------ RECORDS SHOWN
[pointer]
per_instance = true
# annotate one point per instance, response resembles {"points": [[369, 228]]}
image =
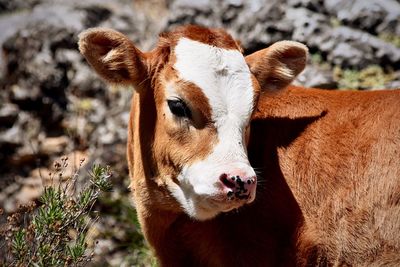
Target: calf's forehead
{"points": [[222, 75]]}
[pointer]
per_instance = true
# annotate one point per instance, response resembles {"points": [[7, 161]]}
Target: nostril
{"points": [[224, 179]]}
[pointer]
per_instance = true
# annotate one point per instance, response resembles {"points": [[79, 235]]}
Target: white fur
{"points": [[225, 79]]}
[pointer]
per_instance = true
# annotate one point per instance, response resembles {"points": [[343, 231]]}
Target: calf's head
------------
_AIM OF THE EXERCISE_
Reproduce all of the lines above word for word, leaving out the picture.

_SOLUTION TO THIS EXERCISE_
[pointer]
per_instance = true
# annotate one point per instance, response resembles {"points": [[369, 228]]}
image =
Target: calf's forehead
{"points": [[222, 75]]}
[pointer]
per_instance = true
# annotate one point per instance, response resembles {"points": [[7, 161]]}
Target: nostril
{"points": [[224, 179]]}
[pointer]
per_instance = true
# annotate one point per instance, response resembles {"points": [[79, 235]]}
Target: white fur
{"points": [[225, 79]]}
[pointer]
per_instance = true
# annotate one point per instance, response resembles {"points": [[343, 231]]}
Target: calf's head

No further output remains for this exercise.